- YOUR ASSIGNMENT: Please provide the entries below again, word for word.

Dataset entries:
———
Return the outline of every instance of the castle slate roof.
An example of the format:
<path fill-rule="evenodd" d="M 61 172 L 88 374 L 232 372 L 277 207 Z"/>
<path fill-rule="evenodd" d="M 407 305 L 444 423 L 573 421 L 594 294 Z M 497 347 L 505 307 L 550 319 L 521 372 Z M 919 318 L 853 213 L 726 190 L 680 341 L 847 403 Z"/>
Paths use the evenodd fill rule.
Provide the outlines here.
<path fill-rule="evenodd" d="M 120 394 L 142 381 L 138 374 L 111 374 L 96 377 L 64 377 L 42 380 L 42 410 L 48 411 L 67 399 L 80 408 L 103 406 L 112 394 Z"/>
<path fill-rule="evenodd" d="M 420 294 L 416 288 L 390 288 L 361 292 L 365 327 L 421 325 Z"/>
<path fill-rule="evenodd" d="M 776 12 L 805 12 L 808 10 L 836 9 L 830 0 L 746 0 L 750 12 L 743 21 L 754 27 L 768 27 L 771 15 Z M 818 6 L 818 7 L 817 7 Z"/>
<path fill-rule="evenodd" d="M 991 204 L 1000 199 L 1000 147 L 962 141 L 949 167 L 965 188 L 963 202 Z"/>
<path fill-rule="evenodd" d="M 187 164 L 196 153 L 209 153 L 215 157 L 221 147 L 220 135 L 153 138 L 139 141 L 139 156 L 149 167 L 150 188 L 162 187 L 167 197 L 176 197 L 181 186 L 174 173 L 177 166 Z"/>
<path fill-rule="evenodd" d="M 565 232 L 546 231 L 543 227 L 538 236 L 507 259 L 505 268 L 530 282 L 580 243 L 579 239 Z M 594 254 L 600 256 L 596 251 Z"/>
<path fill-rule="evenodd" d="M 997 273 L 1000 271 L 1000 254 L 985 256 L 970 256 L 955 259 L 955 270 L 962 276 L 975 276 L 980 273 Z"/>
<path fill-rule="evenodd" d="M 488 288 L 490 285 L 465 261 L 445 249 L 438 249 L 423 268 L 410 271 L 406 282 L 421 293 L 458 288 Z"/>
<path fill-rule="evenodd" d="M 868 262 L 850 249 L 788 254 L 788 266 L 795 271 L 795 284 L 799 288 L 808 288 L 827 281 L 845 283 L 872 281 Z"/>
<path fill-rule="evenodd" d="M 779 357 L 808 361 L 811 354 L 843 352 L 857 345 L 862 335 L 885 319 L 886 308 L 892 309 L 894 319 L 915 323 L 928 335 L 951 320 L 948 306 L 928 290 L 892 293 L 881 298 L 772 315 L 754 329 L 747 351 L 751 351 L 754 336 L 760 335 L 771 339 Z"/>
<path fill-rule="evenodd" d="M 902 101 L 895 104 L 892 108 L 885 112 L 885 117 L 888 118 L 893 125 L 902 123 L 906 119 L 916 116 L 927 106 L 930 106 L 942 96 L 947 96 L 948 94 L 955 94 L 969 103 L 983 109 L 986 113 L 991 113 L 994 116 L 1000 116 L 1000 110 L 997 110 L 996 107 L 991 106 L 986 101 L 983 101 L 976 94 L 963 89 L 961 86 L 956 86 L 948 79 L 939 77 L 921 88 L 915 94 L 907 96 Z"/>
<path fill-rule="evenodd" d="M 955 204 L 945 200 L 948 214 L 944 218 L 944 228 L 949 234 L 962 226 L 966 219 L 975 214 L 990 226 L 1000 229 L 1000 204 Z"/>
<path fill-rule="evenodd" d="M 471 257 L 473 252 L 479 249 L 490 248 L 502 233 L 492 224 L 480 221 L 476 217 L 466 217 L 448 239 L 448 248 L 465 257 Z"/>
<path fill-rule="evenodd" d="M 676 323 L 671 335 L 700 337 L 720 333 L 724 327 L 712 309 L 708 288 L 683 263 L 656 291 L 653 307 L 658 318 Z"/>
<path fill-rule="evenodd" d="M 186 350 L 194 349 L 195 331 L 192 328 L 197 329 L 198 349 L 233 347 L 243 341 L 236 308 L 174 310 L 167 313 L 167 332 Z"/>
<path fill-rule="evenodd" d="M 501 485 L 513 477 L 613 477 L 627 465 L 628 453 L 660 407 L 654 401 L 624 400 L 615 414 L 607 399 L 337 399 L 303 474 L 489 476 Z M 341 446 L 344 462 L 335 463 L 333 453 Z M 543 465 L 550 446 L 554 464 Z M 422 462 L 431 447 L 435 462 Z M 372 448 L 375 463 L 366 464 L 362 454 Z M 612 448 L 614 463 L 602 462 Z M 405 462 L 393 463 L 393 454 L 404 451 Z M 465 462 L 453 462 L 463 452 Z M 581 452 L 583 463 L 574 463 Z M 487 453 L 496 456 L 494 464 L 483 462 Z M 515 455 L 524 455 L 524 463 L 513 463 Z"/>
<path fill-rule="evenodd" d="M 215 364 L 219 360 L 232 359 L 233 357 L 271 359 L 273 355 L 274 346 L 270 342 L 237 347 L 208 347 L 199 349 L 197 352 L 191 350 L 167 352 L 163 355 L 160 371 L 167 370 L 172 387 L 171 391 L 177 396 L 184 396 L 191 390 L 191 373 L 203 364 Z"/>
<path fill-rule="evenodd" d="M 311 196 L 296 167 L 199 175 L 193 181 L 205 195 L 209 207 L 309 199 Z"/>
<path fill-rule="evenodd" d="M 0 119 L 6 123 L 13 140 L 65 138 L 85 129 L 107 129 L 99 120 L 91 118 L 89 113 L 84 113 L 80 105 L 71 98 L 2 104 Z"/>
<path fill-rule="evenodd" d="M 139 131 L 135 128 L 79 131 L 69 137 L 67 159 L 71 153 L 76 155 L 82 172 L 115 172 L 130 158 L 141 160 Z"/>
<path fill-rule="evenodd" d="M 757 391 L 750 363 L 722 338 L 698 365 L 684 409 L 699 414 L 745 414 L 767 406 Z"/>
———
- SOLUTION FOR THIS EXERCISE:
Return the outline of every instance of the castle slate roof.
An example of the format:
<path fill-rule="evenodd" d="M 61 172 L 88 374 L 232 372 L 277 207 Z"/>
<path fill-rule="evenodd" d="M 407 305 L 444 423 L 573 421 L 594 294 Z M 497 347 L 505 307 L 550 319 L 521 372 Z M 919 318 L 853 213 L 726 190 L 680 341 L 847 403 Z"/>
Paths use the evenodd fill rule.
Provide the outlines here.
<path fill-rule="evenodd" d="M 120 394 L 142 381 L 138 374 L 111 374 L 96 377 L 64 377 L 42 380 L 42 410 L 48 411 L 67 399 L 80 408 L 103 406 L 112 394 Z"/>
<path fill-rule="evenodd" d="M 420 294 L 416 288 L 390 288 L 361 292 L 365 327 L 421 325 Z"/>
<path fill-rule="evenodd" d="M 776 12 L 805 12 L 808 10 L 836 9 L 830 0 L 746 0 L 750 12 L 743 21 L 754 27 L 768 27 L 771 15 Z M 818 6 L 818 7 L 817 7 Z"/>
<path fill-rule="evenodd" d="M 991 204 L 1000 199 L 1000 147 L 962 141 L 949 167 L 965 188 L 963 202 Z"/>
<path fill-rule="evenodd" d="M 187 164 L 196 153 L 209 153 L 215 157 L 221 147 L 220 135 L 153 138 L 139 141 L 139 156 L 149 167 L 150 188 L 162 187 L 167 197 L 176 197 L 181 186 L 174 173 L 177 166 Z"/>
<path fill-rule="evenodd" d="M 565 232 L 546 231 L 543 227 L 538 236 L 507 259 L 505 268 L 530 282 L 580 243 L 579 239 Z M 594 254 L 600 256 L 596 251 Z"/>
<path fill-rule="evenodd" d="M 997 273 L 1000 271 L 1000 254 L 985 256 L 970 256 L 955 259 L 955 270 L 962 276 L 975 276 L 980 273 Z"/>
<path fill-rule="evenodd" d="M 488 288 L 490 285 L 465 261 L 445 249 L 438 249 L 423 268 L 410 271 L 406 282 L 421 293 L 458 288 Z"/>
<path fill-rule="evenodd" d="M 868 262 L 850 249 L 788 254 L 788 266 L 795 271 L 795 284 L 799 288 L 808 288 L 827 281 L 845 283 L 872 281 Z"/>
<path fill-rule="evenodd" d="M 779 357 L 808 361 L 811 354 L 843 352 L 857 345 L 862 335 L 885 319 L 886 308 L 892 309 L 894 319 L 915 323 L 928 335 L 951 320 L 948 306 L 928 290 L 892 293 L 881 298 L 772 315 L 754 329 L 747 351 L 751 351 L 754 336 L 760 335 L 771 339 Z"/>
<path fill-rule="evenodd" d="M 902 101 L 895 104 L 892 108 L 885 112 L 885 117 L 888 118 L 893 125 L 902 123 L 906 119 L 916 116 L 927 106 L 930 106 L 942 96 L 947 96 L 948 94 L 955 94 L 969 103 L 983 109 L 986 113 L 991 113 L 994 116 L 1000 116 L 1000 110 L 997 110 L 996 107 L 991 106 L 986 101 L 983 101 L 976 94 L 963 89 L 961 86 L 956 86 L 948 79 L 939 77 L 921 88 L 915 94 L 907 96 Z"/>
<path fill-rule="evenodd" d="M 955 204 L 945 200 L 948 214 L 944 218 L 944 228 L 949 234 L 962 226 L 966 219 L 975 214 L 990 226 L 1000 229 L 1000 204 Z"/>
<path fill-rule="evenodd" d="M 471 257 L 473 252 L 479 249 L 490 248 L 502 233 L 492 224 L 480 221 L 476 217 L 466 217 L 448 239 L 448 248 L 465 257 Z"/>
<path fill-rule="evenodd" d="M 676 323 L 671 335 L 700 337 L 720 333 L 724 327 L 712 309 L 708 288 L 683 263 L 656 291 L 653 307 L 658 318 Z"/>
<path fill-rule="evenodd" d="M 186 350 L 194 349 L 195 331 L 192 328 L 197 329 L 198 349 L 233 347 L 243 341 L 236 308 L 174 310 L 167 313 L 167 332 Z"/>
<path fill-rule="evenodd" d="M 501 485 L 513 477 L 613 477 L 627 465 L 628 453 L 660 407 L 654 401 L 624 400 L 615 414 L 607 399 L 337 399 L 303 474 L 489 476 Z M 341 446 L 344 462 L 335 463 L 333 453 Z M 543 465 L 550 446 L 554 464 Z M 422 462 L 431 447 L 435 462 Z M 372 448 L 375 463 L 366 464 L 362 454 Z M 612 448 L 614 463 L 602 462 Z M 405 462 L 393 463 L 393 454 L 404 451 Z M 465 462 L 453 462 L 463 452 Z M 581 452 L 583 463 L 574 463 Z M 487 453 L 496 456 L 494 464 L 483 462 Z M 515 455 L 524 455 L 524 463 L 513 463 Z"/>
<path fill-rule="evenodd" d="M 215 364 L 219 360 L 232 359 L 233 357 L 271 359 L 273 355 L 274 346 L 270 342 L 237 347 L 208 347 L 199 349 L 197 352 L 191 350 L 167 352 L 163 355 L 160 371 L 167 370 L 172 387 L 171 391 L 177 396 L 184 396 L 191 390 L 191 373 L 203 364 Z"/>
<path fill-rule="evenodd" d="M 311 196 L 296 167 L 199 175 L 193 181 L 205 195 L 209 207 L 309 199 Z"/>
<path fill-rule="evenodd" d="M 0 119 L 6 123 L 13 140 L 65 138 L 85 129 L 107 129 L 99 120 L 91 118 L 89 113 L 84 113 L 80 105 L 71 98 L 2 104 Z"/>
<path fill-rule="evenodd" d="M 139 131 L 135 128 L 79 131 L 69 137 L 67 159 L 71 153 L 76 155 L 82 172 L 115 172 L 130 158 L 141 160 Z"/>
<path fill-rule="evenodd" d="M 757 391 L 750 363 L 722 338 L 698 365 L 684 409 L 699 414 L 745 414 L 767 406 Z"/>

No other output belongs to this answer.